> What you have to do
Copy out all of the entries, swapping "segment every instance" for "outline every instance" wherever it appears and leaving everything else untouched.

> Data lines
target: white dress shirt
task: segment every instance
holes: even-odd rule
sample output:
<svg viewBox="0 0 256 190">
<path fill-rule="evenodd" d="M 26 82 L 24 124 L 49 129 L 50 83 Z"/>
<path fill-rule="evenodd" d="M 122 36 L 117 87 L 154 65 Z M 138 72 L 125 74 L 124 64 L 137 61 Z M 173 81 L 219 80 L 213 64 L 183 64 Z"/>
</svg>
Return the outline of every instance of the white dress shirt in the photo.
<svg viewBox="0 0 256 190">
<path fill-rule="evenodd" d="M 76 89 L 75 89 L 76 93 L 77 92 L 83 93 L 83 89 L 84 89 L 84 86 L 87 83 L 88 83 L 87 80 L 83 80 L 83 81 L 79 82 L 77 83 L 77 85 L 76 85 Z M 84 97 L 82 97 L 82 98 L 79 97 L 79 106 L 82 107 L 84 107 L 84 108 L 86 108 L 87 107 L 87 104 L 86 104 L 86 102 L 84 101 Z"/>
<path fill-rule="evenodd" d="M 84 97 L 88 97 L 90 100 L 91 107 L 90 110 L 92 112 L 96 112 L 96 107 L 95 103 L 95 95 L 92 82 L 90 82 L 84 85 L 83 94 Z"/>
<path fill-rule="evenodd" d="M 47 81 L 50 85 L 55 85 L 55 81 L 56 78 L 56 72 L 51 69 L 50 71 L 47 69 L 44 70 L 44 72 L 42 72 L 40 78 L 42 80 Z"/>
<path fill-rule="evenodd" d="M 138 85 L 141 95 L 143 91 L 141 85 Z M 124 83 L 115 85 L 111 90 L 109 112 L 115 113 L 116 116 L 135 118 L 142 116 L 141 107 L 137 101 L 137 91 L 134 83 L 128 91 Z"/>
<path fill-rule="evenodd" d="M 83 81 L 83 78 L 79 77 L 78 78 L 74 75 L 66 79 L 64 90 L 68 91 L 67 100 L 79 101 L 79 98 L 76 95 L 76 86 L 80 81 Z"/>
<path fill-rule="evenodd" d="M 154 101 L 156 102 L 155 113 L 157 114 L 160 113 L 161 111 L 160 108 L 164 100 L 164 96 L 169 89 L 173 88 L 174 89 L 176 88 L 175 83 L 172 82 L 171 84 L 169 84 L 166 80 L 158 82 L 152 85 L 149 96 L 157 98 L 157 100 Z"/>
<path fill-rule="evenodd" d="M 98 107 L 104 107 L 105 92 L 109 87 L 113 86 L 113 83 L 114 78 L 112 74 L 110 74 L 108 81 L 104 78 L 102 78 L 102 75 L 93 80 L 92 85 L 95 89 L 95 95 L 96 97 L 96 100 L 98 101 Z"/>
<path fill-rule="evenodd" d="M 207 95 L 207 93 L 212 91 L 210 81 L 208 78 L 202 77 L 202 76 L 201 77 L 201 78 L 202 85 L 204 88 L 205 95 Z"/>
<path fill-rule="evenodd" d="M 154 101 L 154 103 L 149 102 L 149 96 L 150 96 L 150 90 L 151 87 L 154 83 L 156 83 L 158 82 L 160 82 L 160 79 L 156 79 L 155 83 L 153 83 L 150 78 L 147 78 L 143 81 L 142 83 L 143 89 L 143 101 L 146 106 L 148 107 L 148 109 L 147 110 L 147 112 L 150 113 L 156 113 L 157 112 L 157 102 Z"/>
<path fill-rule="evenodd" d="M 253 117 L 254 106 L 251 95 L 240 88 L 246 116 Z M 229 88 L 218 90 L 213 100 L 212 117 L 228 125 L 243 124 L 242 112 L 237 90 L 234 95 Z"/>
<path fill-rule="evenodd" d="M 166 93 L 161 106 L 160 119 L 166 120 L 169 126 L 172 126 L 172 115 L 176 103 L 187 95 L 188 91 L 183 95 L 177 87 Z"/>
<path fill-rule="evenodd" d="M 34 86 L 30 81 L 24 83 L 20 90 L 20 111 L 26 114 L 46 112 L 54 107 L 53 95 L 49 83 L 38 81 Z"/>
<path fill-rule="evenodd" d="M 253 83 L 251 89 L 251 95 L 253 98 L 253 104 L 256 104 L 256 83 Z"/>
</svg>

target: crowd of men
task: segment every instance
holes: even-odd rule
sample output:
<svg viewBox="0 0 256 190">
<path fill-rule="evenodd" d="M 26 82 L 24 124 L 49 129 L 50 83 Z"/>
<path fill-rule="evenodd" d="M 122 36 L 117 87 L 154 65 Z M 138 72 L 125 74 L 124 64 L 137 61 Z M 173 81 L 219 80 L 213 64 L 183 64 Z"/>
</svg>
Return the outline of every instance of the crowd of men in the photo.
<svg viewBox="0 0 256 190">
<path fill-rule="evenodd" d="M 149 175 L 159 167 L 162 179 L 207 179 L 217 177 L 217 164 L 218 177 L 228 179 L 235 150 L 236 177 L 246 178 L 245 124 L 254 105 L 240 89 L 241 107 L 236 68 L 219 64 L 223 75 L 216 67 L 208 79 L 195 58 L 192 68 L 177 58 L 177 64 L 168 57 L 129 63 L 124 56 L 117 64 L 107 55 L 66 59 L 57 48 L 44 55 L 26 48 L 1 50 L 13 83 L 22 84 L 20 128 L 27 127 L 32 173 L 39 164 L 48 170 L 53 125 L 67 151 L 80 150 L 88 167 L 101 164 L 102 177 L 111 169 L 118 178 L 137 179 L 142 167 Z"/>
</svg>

> Output for this task
target: white dress shirt
task: outline every instance
holes: even-odd rule
sample output:
<svg viewBox="0 0 256 190">
<path fill-rule="evenodd" d="M 26 82 L 24 124 L 49 129 L 50 83 Z"/>
<path fill-rule="evenodd" d="M 122 36 L 117 87 L 154 65 Z M 138 72 L 125 74 L 124 64 L 137 61 Z M 173 81 L 219 80 L 213 64 L 183 64 Z"/>
</svg>
Return the outline of every instance of the white dress shirt in the photo.
<svg viewBox="0 0 256 190">
<path fill-rule="evenodd" d="M 76 89 L 75 89 L 76 93 L 77 92 L 83 93 L 83 89 L 84 89 L 84 86 L 87 83 L 88 83 L 87 80 L 83 80 L 83 81 L 79 82 L 77 83 L 77 85 L 76 85 Z M 84 97 L 82 97 L 82 98 L 79 97 L 79 106 L 82 107 L 84 107 L 84 108 L 86 108 L 87 107 L 87 104 L 86 104 L 86 102 L 84 101 Z"/>
<path fill-rule="evenodd" d="M 84 97 L 88 97 L 90 100 L 91 107 L 90 110 L 92 112 L 96 112 L 96 107 L 95 103 L 95 95 L 92 82 L 90 82 L 84 85 L 83 94 Z"/>
<path fill-rule="evenodd" d="M 47 81 L 50 85 L 55 85 L 55 81 L 56 78 L 56 72 L 51 69 L 50 71 L 47 69 L 44 70 L 44 72 L 42 72 L 40 78 L 42 80 Z"/>
<path fill-rule="evenodd" d="M 138 85 L 141 95 L 143 91 L 141 85 Z M 124 83 L 115 85 L 111 90 L 109 112 L 115 113 L 116 116 L 135 118 L 142 116 L 141 107 L 137 101 L 137 91 L 134 83 L 128 91 Z"/>
<path fill-rule="evenodd" d="M 83 81 L 83 78 L 79 77 L 78 78 L 74 75 L 66 79 L 64 90 L 68 91 L 67 100 L 79 101 L 79 98 L 76 95 L 76 86 L 80 81 Z"/>
<path fill-rule="evenodd" d="M 154 101 L 156 102 L 155 113 L 157 114 L 160 113 L 161 111 L 160 108 L 164 100 L 164 96 L 169 89 L 173 88 L 174 89 L 176 88 L 175 83 L 172 82 L 171 84 L 169 84 L 166 80 L 158 82 L 152 85 L 149 96 L 157 98 L 157 100 Z"/>
<path fill-rule="evenodd" d="M 98 107 L 104 107 L 105 92 L 109 87 L 113 86 L 113 83 L 114 78 L 112 74 L 110 74 L 108 81 L 104 78 L 102 78 L 102 75 L 93 80 L 92 85 L 95 89 L 95 95 L 96 97 L 96 100 L 98 101 Z"/>
<path fill-rule="evenodd" d="M 207 95 L 207 93 L 212 91 L 210 81 L 208 78 L 202 77 L 202 76 L 201 77 L 201 78 L 202 85 L 204 88 L 205 95 Z"/>
<path fill-rule="evenodd" d="M 154 101 L 154 103 L 149 102 L 149 96 L 150 96 L 150 90 L 151 87 L 154 83 L 156 83 L 158 82 L 160 82 L 160 79 L 156 79 L 155 83 L 153 83 L 150 78 L 147 78 L 143 81 L 142 83 L 143 89 L 143 101 L 146 106 L 148 107 L 148 109 L 147 110 L 147 112 L 150 113 L 156 113 L 157 112 L 157 102 Z"/>
<path fill-rule="evenodd" d="M 253 117 L 254 106 L 251 95 L 240 88 L 246 116 Z M 229 88 L 218 90 L 213 100 L 212 117 L 228 125 L 243 124 L 242 112 L 237 90 L 234 95 Z"/>
<path fill-rule="evenodd" d="M 166 93 L 161 106 L 160 119 L 166 120 L 169 126 L 172 126 L 172 115 L 176 103 L 187 95 L 188 91 L 183 95 L 177 87 Z"/>
<path fill-rule="evenodd" d="M 34 86 L 30 81 L 24 83 L 20 90 L 20 111 L 26 114 L 46 112 L 54 107 L 53 95 L 49 83 L 38 81 Z"/>
<path fill-rule="evenodd" d="M 253 83 L 251 89 L 251 95 L 253 98 L 253 104 L 256 104 L 256 83 Z"/>
</svg>

target: crowd of men
task: outline every instance
holes: even-odd rule
sample output:
<svg viewBox="0 0 256 190">
<path fill-rule="evenodd" d="M 26 82 L 24 124 L 49 129 L 50 83 Z"/>
<path fill-rule="evenodd" d="M 122 36 L 117 87 L 154 65 Z M 138 72 L 125 74 L 124 64 L 137 61 Z M 173 81 L 219 80 L 213 64 L 183 64 Z"/>
</svg>
Return the outline of every instance of the crowd of men in the photo.
<svg viewBox="0 0 256 190">
<path fill-rule="evenodd" d="M 149 175 L 159 167 L 162 179 L 207 179 L 217 177 L 217 164 L 218 177 L 228 179 L 235 150 L 236 177 L 246 178 L 245 124 L 254 105 L 240 89 L 241 107 L 236 68 L 219 64 L 223 75 L 216 67 L 208 79 L 195 58 L 192 68 L 177 58 L 177 64 L 168 57 L 129 63 L 124 56 L 117 64 L 107 55 L 66 59 L 57 48 L 44 55 L 26 48 L 1 50 L 13 83 L 22 84 L 20 128 L 27 127 L 32 173 L 39 164 L 48 170 L 53 125 L 67 151 L 80 150 L 88 167 L 101 164 L 102 177 L 111 169 L 118 178 L 137 179 L 142 167 Z"/>
</svg>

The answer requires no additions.